A tragédia recente da escola Realengo no Rio chama a atenção para um problema médico e social muito importante – as doenças psiquiátricas – mais precisamente a esquizofrenia. Trata-se de uma patologia que depende da interação entre os genes e o ambiente, mas cuja influência genética é indiscutível. Acredita-se que Wellington Menezes de Oliveira, o assassino, era esquizofrênico. Nesse caso, o bullying que ele teria sofrido poderia ser o efeito ambiental desencadeador. É importante deixar claro, porém, que embora traumático o bullying sozinho não torna ninguém um frio assassino.
Recordando
A esquizofrenia é uma doença neurológica com uma herança complexa, cuja herdabilidade ou contribuição genética é de 80 a 85%. Estudos em esquizofrênicos já falecidos revelaram que seus cérebro têm volume diminuído e outras alterações patológicas, mas as células neuronais que são especificamente comprometidas e os mecanismos moleculares responsáveis pelo desenvolvimento da esquizofrenia ainda são desconhecidos. Como os sintomas em geral não aparecem antes da segunda ou terceira décadas de vida, o único meio de estudar células neuronais desses pacientes é através de células reprogramadas, as famosas iPS .
Como células-tronco (CT) podem contribuir no estudo da esquizofrenia?
CTs obtidas de pacientes têm se mostrado cada vez mais importantes para desvendar mecanismos genéticos que causam doenças – como é o caso da esquizofrenia. Já falei disso em colunas anteriores ( Células-tronco ajudam a entender o palato fendido e Células-tronco: ensinado a tratar doenças)
É o que mostra agora uma pesquisa que acaba de ser publicada na revista Nature por um grupo americano.

● Informações extraídas:
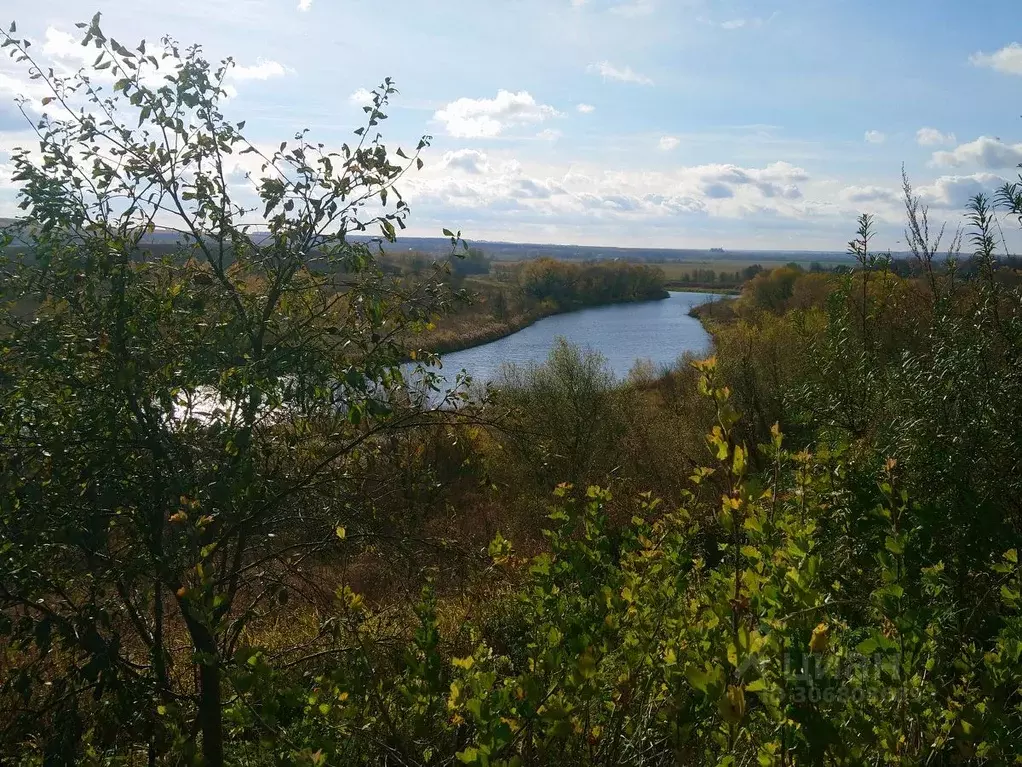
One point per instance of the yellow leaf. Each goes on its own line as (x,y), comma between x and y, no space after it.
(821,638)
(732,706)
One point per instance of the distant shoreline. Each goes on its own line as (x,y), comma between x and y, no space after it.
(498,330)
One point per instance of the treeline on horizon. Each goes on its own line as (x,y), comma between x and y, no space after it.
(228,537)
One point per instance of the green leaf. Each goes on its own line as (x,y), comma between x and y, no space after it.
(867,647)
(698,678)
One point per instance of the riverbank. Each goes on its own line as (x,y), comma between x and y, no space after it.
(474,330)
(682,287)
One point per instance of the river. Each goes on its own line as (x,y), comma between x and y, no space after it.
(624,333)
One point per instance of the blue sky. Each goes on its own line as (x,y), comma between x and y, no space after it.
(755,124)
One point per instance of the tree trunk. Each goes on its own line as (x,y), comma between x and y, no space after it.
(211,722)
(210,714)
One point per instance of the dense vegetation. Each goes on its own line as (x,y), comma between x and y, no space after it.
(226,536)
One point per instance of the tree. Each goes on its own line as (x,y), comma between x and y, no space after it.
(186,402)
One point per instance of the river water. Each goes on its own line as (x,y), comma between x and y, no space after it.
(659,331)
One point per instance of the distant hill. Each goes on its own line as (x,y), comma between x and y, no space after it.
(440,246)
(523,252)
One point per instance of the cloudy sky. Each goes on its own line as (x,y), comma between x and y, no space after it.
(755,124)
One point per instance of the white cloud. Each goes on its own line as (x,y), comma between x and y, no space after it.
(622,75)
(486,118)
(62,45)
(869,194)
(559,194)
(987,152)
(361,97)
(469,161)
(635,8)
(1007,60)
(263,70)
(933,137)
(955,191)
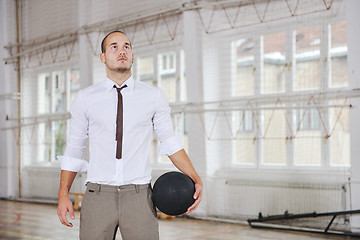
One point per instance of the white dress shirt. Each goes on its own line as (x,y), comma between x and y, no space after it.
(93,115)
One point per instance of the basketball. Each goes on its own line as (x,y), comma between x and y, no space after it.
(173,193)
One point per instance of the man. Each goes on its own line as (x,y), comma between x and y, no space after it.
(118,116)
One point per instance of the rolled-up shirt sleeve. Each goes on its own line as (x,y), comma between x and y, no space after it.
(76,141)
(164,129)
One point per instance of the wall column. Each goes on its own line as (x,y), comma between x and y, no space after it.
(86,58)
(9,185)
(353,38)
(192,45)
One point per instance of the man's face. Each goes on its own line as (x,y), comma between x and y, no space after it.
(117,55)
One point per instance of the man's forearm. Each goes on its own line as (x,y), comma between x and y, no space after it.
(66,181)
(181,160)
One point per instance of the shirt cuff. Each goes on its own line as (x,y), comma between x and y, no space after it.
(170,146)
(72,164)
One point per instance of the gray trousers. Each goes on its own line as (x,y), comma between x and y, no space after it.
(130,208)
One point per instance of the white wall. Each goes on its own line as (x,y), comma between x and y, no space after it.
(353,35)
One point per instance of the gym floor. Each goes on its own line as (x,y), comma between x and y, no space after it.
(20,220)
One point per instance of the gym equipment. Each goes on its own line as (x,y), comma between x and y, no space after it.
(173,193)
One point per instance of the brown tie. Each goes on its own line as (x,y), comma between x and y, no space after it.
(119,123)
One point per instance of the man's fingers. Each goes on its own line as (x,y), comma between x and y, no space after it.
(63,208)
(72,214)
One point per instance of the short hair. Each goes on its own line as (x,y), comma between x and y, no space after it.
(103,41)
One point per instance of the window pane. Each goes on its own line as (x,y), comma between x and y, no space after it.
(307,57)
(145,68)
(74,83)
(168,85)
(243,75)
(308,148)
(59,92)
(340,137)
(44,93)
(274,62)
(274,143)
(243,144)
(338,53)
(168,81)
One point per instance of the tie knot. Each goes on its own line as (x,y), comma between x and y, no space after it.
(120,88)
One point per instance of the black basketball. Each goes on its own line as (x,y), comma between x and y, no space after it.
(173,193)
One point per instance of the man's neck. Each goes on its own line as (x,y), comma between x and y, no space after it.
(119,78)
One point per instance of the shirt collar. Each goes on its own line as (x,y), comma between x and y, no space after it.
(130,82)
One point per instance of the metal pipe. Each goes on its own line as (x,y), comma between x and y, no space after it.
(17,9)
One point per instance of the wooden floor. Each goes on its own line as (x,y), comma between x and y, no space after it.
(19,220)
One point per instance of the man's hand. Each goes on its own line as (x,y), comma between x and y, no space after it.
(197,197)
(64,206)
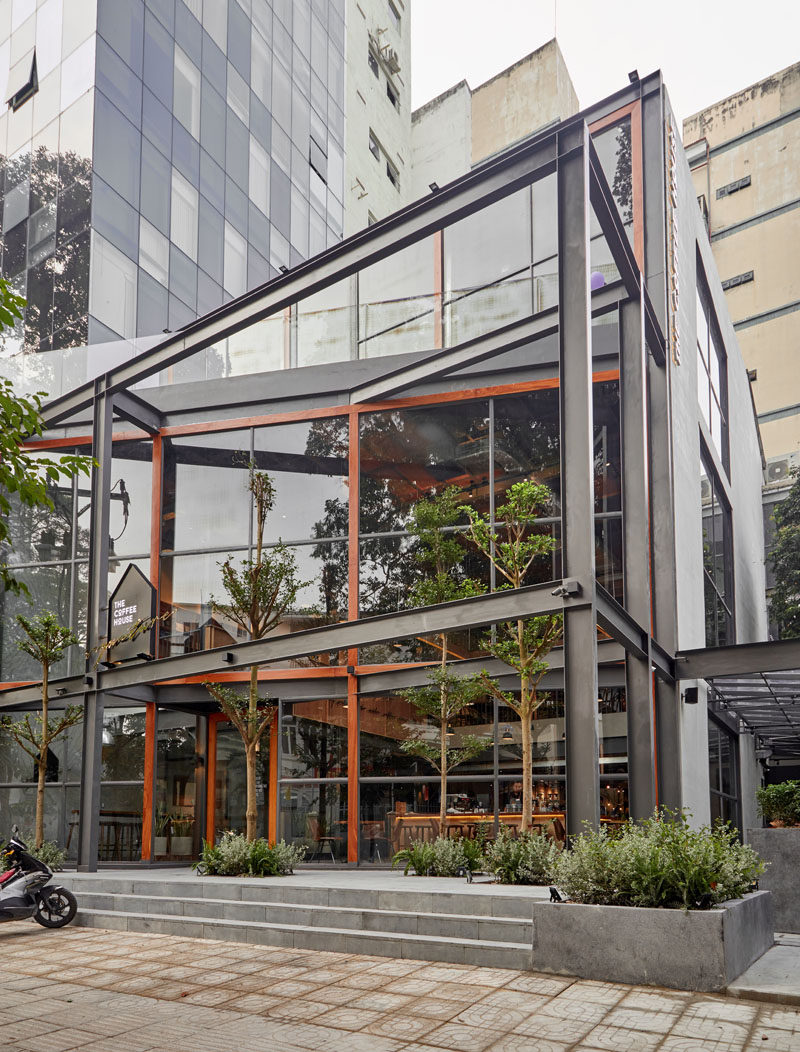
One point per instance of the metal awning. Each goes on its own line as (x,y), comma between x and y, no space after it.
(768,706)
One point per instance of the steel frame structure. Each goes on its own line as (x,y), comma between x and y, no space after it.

● O que se pede: Por favor, digite novamente o trecho sobre a esquizofrenia na íntegra, sem alterar nada.

● Solução do exercício:
A tragédia recente da escola Realengo no Rio chama a atenção para um problema médico e social muito importante – as doenças psiquiátricas – mais precisamente a esquizofrenia. Trata-se de uma patologia que depende da interação entre os genes e o ambiente, mas cuja influência genética é indiscutível. Acredita-se que Wellington Menezes de Oliveira, o assassino, era esquizofrênico. Nesse caso, o bullying que ele teria sofrido poderia ser o efeito ambiental desencadeador. É importante deixar claro, porém, que embora traumático o bullying sozinho não torna ninguém um frio assassino.
Recordando
A esquizofrenia é uma doença neurológica com uma herança complexa, cuja herdabilidade ou contribuição genética é de 80 a 85%. Estudos em esquizofrênicos já falecidos revelaram que seus cérebro têm volume diminuído e outras alterações patológicas, mas as células neuronais que são especificamente comprometidas e os mecanismos moleculares responsáveis pelo desenvolvimento da esquizofrenia ainda são desconhecidos. Como os sintomas em geral não aparecem antes da segunda ou terceira décadas de vida, o único meio de estudar células neuronais desses pacientes é através de células reprogramadas, as famosas iPS .
Como células-tronco (CT) podem contribuir no estudo da esquizofrenia?
CTs obtidas de pacientes têm se mostrado cada vez mais importantes para desvendar mecanismos genéticos que causam doenças – como é o caso da esquizofrenia. Já falei disso em colunas anteriores ( Células-tronco ajudam a entender o palato fendido e Células-tronco: ensinado a tratar doenças)
É o que mostra agora uma pesquisa que acaba de ser publicada na revista Nature por um grupo americano.